── Document passage

You are viewing a plain text version of this content. The canonical link for it is here.

Posted to user@storm.apache.org by Yashwant Ganti <ya...@gmail.com> on 2014/11/14 19:11:33 UTC

Why would Zookeeper Timeouts lead to worker restarts?

Hello All,

We had a problem with Zookeeper infrastructure recently and the components
in our topology would face timeouts when trying to establish a connection.
After a prolonged period of attempting to connect and throwing exceptions,
I noticed that some of the workers were restarted. One of the other devs
mentioned that this was because the topology had to be 'rebalanced'. I did
not quite understand this and was wondering if someone could shed light on
why storm decided to restart the workers.

Thanks,
Yash

Re: Why would Zookeeper Timeouts lead to worker restarts?

────
── Exercise data

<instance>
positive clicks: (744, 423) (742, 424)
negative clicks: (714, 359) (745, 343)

────

▶ **Task statement**: Rewrite the forum post between "We had a problem" and "restart the workers.", inclusive, replacing "topology" with "cluster".

▶ **Exercise solution**:
We had a problem with Zookeeper infrastructure recently and the components
in our cluster would face timeouts when trying to establish a connection.
After a prolonged period of attempting to connect and throwing exceptions,
I noticed that some of the workers were restarted. One of the other devs
mentioned that this was because the cluster had to be 'rebalanced'. I did
not quite understand this and was wondering if someone could shed light on
why storm decided to restart the workers.